> **WORK TO COMPLETE**
State whether each statement agrees with the text on voluntary emigration, giving yes or no and quoting the words of the text that decide it. 1. Grant's presidency ran from 1869 to 1876. 2. Those dumped ashore were given supplies for their subsistence. 3. Grant's Eighth Annual Message to Congress is dated July 26, 1878.

It was voluntary emigration, or as Lincoln phrased it, voluntary deportation. They could get on the ship or remain a slave. Their masters were pro-choice.
Some left voluntarily. Many were dumped ashore with absolutely nothing. Nothing was provided for their subsistence. Many perished. Word of the scam spread. Emigration dried up.
Whether supported by Lincoln, Romney, or you, "voluntary emigration" or "self-deportation" is held with the same contempt as "separate but equal" which the Supreme Court found to be inherently unequal.
woodpusher quoting: "It is worthy of note in reference to this question of negro colonization that ex-President Grant in one of his historic talks with a HERALD correspondent in Europe gave as a reason for favoring the St. Domingo annexation project that it would be an escape valve for the negroes."So, it appears that ex-President Grant gave his opinions to a HERALD correspondent in Europe in 1878.
Like I said, opinions, about a program for voluntary recolonization.
Yea verily. I cited and quoted from Grant's Eighth Annual Message to Congress of December 5, 1876; and also from the New York Tribune of 26 July 1878. Your inane reply was:
woodpusher: "Grant on African Colonization, New York Herald, 26 July 1878, pg 6"Grant's presidency ran from 1869 to 1876, his opinions while on vacation in retirement in Europe were just that, opinions.

> **INFORMATION**

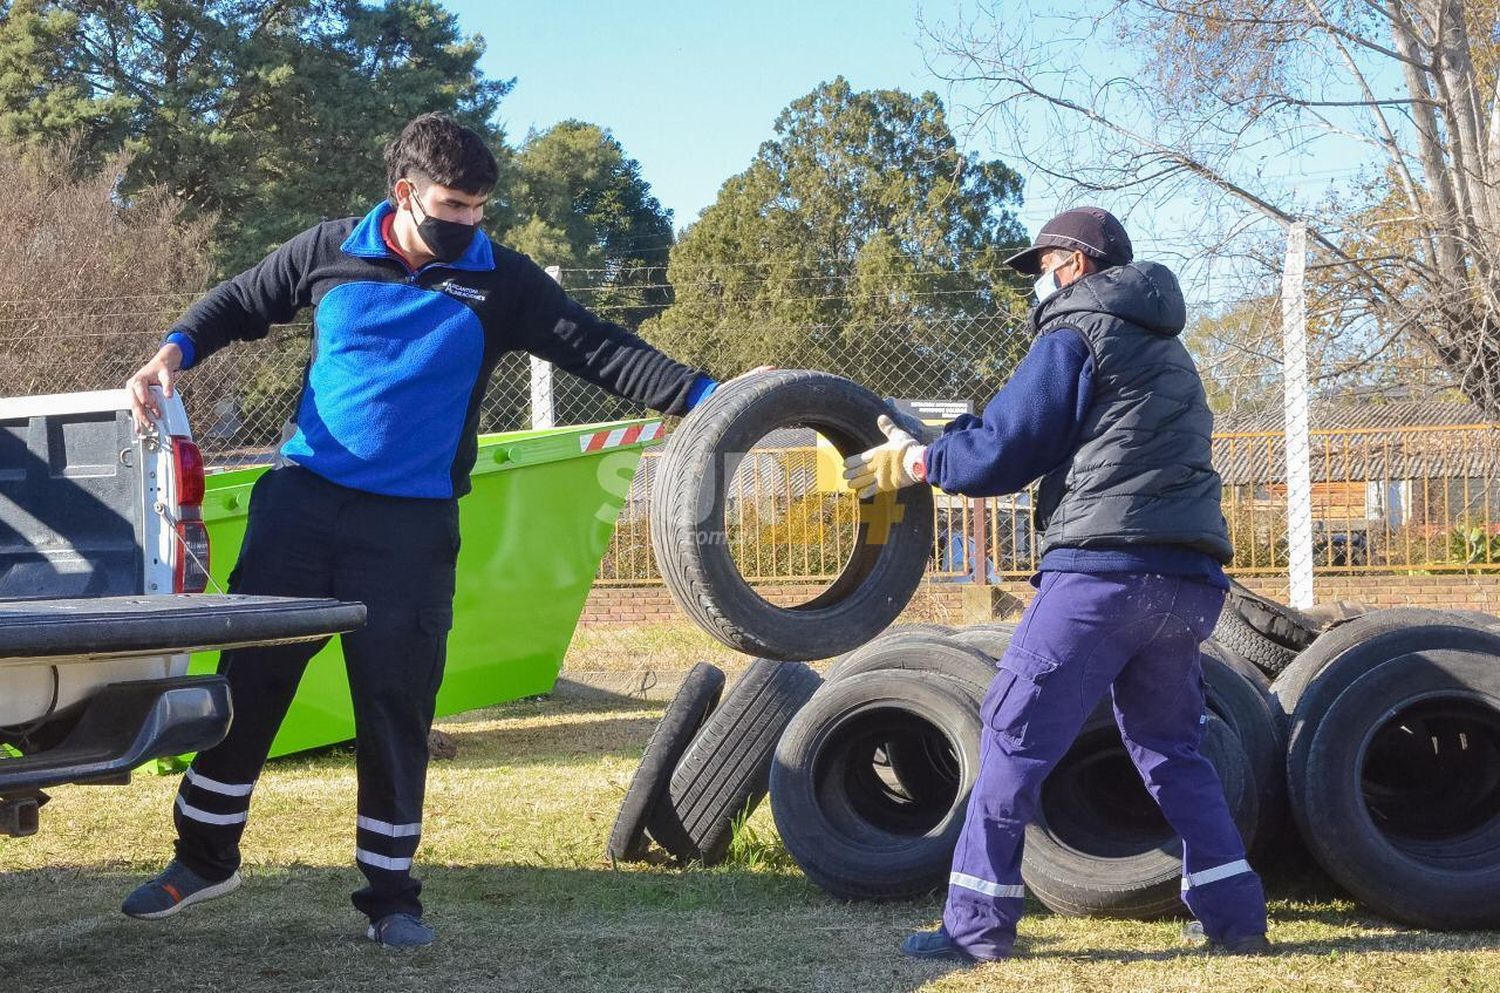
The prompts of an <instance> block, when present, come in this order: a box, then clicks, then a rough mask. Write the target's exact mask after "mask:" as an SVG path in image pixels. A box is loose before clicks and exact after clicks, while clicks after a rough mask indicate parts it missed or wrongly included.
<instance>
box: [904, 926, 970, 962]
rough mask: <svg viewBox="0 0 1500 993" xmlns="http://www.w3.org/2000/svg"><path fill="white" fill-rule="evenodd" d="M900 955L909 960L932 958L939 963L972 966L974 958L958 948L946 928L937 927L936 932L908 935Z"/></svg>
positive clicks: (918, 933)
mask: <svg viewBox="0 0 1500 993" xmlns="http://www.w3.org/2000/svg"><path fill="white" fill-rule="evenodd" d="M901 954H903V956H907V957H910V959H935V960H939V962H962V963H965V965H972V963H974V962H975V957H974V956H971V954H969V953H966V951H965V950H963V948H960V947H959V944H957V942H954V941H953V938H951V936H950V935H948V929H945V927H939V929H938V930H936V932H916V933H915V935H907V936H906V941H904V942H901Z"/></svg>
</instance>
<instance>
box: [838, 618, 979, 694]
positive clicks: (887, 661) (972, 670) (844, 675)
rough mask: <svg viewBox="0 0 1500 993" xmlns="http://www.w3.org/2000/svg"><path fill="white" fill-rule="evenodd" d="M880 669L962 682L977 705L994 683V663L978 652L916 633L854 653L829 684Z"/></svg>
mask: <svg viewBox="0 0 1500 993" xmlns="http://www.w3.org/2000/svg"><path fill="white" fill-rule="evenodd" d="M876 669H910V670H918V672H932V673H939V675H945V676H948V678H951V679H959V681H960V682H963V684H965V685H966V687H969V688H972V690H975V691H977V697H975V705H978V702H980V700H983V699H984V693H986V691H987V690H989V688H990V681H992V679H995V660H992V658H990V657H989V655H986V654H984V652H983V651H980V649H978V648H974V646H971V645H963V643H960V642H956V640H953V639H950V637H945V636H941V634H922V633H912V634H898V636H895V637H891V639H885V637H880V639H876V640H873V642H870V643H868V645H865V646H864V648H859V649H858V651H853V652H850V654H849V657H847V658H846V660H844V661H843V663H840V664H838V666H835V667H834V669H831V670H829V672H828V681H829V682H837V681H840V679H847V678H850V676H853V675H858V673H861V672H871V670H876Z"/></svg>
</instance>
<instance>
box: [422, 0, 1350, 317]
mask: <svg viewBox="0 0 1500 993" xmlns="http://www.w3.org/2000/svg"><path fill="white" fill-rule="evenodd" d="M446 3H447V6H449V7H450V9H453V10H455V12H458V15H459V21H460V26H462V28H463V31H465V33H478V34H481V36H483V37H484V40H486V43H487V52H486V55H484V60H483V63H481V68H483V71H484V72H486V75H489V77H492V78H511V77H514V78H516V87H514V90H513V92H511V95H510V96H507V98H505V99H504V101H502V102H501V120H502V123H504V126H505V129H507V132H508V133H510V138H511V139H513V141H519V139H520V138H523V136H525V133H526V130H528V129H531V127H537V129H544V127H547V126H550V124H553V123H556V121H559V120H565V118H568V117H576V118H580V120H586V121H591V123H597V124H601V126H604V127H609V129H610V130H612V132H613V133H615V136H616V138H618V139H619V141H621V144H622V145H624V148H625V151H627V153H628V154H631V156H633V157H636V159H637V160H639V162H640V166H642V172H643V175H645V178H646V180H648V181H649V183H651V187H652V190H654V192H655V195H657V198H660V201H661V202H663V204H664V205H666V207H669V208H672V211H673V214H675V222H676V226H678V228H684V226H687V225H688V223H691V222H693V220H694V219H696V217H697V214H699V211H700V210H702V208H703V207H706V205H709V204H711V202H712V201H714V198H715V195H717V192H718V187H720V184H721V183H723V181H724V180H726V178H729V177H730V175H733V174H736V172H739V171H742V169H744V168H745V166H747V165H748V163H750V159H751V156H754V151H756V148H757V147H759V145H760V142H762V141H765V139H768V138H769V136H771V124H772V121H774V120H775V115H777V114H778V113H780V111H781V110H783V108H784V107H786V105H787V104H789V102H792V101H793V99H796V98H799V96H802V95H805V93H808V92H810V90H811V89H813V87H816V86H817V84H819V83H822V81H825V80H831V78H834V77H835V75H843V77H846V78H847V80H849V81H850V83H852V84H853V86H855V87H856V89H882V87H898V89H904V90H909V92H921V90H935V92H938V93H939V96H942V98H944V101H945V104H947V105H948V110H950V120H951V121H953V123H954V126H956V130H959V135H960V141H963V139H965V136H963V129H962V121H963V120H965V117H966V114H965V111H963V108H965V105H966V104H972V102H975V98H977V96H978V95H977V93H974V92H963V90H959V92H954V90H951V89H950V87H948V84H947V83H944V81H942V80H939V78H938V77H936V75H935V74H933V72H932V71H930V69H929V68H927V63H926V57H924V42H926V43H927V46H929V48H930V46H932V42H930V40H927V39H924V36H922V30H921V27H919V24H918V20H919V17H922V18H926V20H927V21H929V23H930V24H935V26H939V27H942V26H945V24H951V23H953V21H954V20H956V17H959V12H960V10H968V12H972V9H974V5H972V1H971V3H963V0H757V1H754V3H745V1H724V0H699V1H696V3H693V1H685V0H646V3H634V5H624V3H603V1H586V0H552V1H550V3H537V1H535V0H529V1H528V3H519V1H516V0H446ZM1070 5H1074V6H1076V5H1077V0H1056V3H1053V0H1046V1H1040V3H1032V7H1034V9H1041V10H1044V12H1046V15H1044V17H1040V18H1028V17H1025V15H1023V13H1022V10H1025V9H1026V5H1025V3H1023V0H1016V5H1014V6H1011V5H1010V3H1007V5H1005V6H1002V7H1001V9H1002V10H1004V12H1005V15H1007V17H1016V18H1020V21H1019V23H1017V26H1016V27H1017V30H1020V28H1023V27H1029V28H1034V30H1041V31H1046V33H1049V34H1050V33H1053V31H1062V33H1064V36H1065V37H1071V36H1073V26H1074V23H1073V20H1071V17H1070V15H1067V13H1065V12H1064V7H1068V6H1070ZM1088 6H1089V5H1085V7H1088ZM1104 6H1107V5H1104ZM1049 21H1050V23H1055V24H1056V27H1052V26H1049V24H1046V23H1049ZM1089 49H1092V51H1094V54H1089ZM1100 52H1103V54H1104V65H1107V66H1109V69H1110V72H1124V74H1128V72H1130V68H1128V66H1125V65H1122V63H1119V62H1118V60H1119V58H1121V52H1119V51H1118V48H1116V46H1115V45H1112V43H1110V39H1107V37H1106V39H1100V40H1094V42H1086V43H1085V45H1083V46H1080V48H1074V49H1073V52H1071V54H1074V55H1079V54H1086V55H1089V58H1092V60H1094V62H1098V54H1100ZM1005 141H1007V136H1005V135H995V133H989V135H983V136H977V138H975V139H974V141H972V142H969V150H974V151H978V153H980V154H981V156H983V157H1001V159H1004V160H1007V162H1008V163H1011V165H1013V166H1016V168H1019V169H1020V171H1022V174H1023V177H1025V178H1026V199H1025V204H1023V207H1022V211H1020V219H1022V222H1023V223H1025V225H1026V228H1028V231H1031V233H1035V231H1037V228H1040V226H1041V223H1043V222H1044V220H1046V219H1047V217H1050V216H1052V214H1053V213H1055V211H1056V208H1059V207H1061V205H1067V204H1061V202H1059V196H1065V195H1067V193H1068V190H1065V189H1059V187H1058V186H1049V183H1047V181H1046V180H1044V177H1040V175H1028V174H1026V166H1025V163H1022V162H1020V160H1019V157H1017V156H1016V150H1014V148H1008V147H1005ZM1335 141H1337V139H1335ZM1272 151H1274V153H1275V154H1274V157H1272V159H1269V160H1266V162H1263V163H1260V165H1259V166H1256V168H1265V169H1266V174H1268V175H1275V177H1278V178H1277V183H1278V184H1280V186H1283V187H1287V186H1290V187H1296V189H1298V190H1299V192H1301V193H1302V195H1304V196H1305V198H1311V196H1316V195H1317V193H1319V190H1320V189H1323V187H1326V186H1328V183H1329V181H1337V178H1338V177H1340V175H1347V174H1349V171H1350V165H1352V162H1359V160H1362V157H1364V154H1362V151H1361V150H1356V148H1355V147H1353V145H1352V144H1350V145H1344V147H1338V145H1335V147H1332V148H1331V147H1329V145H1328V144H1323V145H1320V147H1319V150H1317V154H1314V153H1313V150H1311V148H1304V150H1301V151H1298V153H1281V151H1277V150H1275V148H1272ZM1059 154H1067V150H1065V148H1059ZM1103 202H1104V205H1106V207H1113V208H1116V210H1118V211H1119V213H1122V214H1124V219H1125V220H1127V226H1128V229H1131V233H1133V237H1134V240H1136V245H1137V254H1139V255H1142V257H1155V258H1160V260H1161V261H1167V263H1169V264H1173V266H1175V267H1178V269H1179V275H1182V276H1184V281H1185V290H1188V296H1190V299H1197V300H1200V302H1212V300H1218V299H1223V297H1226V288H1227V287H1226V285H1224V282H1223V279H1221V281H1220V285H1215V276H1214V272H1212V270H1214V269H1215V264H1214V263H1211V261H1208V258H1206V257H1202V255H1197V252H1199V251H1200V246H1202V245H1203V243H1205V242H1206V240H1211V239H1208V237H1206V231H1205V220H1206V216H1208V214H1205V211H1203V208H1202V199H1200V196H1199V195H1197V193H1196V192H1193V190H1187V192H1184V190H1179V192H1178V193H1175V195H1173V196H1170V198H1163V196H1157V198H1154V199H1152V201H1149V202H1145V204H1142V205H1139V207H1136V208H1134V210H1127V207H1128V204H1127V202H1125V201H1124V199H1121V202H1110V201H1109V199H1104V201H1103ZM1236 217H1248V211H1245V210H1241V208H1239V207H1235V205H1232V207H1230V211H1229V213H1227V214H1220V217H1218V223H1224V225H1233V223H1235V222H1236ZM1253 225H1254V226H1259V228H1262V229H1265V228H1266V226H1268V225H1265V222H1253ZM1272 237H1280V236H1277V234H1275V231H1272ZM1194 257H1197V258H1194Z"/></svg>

> **SOLUTION TO THE EXERCISE**
1. Yes: "Grant's presidency ran from 1869 to 1876"
2. No: "Nothing was provided for their subsistence."
3. No: "Grant's Eighth Annual Message to Congress of December 5, 1876"